GOAL OF THE EXERCISE:
Print all of the records below word for word, leaving out the pictures.

RECORDS TO USE:

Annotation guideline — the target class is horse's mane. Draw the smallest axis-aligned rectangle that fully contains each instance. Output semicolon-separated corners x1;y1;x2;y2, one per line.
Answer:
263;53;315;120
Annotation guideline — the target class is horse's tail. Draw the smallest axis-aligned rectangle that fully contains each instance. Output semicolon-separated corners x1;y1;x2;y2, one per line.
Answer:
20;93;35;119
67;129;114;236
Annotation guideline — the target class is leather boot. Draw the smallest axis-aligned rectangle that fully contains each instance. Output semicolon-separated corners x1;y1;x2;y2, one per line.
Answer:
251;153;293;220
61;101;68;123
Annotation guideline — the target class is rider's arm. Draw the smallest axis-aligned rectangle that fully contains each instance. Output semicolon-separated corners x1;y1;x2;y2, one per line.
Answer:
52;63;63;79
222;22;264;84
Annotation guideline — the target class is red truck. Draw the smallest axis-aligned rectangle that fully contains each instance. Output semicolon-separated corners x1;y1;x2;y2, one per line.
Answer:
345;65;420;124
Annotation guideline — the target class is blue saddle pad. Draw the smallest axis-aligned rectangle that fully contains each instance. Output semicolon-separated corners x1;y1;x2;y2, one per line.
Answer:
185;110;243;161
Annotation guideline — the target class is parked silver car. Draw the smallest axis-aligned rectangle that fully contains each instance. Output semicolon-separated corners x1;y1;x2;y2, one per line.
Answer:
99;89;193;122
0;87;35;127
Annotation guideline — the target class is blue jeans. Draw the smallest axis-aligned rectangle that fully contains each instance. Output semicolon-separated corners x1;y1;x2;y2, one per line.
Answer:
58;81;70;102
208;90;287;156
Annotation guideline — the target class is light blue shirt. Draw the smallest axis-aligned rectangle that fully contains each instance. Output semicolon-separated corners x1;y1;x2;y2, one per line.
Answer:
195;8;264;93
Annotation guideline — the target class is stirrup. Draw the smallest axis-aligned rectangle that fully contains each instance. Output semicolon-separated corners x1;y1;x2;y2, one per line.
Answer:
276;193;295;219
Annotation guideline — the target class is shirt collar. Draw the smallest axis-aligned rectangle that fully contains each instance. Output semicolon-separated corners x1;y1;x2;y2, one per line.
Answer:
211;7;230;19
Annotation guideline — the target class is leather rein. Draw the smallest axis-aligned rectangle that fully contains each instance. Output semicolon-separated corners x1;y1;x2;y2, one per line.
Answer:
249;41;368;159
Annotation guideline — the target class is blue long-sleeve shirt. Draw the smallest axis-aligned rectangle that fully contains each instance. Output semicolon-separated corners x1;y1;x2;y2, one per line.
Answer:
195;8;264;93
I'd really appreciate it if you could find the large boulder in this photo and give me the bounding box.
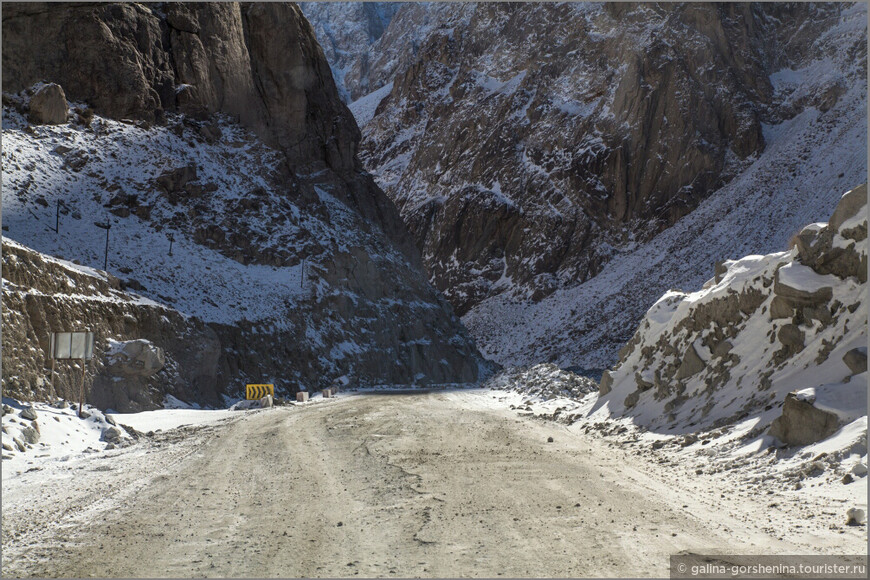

OUTPUT BELOW:
Annotation guideline — the target class is horse's mane. Draw the smallest axis-aligned rectangle that fully contains each instance. Output semicolon-separated corners x1;y1;x2;y2, one per line.
Answer:
263;53;315;120
Annotation guideline — the target class is horse's tail. Draw the smallest axis-aligned rectangle that fully contains each instance. Output semicolon-separated corners x1;y1;x2;y2, one per line.
Answer:
20;93;35;119
67;129;114;236
Annotation guideline — the target class is leather boot. Draw the smallest axis-aligned rectangle that fully contains each instance. Output semicolon-separated corners x1;y1;x2;y2, one per line.
Answer:
251;153;293;220
61;101;68;123
Annotation guideline — the target class is rider's arm. Draw the smallest axis-aligned rectangle that fully contains each instance. Output semicolon-separated corners x1;y1;x2;y2, one per line.
Answer:
52;63;63;79
222;22;264;84
Annotation guideline — the target class is red truck. Draw the smallest axis-aligned rectangle that fully contains each instance. Output semicolon-separated corners x1;y1;x2;y2, one per line.
Answer:
345;65;420;124
Annotation guideline — the target class is blue saddle pad. Draw the smallest axis-aligned rectangle that fully contains each instance. Output semicolon-separated corners x1;y1;x2;y2, one per line.
Answer:
185;110;243;161
Annotation guideline — the target class is parked silver car. Draw the smallest axis-aligned rectangle that fully contains each instance. Output semicolon-separated corners x1;y1;x2;y2, one per line.
Answer:
99;89;193;122
0;87;35;127
Annotation guideline — the target class is blue jeans. Draw the smallest axis-aligned rectangle that fully contains each instance. Output semicolon-separated corners x1;y1;x2;y2, one per line.
Answer:
58;81;70;102
208;90;287;156
Annotation guideline — the target class is light blue shirt. Draw the smallest axis-aligned rectangle that fully contains each instance. Output semicolon-separated corners x1;y1;x2;y2, one per line.
Answer:
195;8;264;93
Annotation guideline — the target class is stirrup. Draw the smallest axis-aligned rectangle that fully contains each instance. Output semicolon-separated corners x1;y1;x2;y2, one per line.
Answer:
276;193;295;219
Annotation guideline — the target class is shirt collar. Draw the smallest axis-aligned rectangle that fully contains each instance. Output semicolon-separated corners x1;y1;x2;y2, one per line.
Answer:
211;7;230;19
Annotation guideline — the target class is leather rein. Draw the smallest axis-aligned rectangle that fully contains each instance. Output semicolon-separated corners x1;y1;x2;y2, one per line.
Answer:
249;41;368;159
Annotation guideline — the target class is blue long-sleeve shirt. Draw the smallest axis-aligned rectangle that fully contains each instance. Output semicolon-separated corners x1;y1;x2;y2, one per line.
Answer:
195;8;264;93
I'd really appreciate it if you could find the large boulder in this photo and give me the bounding box.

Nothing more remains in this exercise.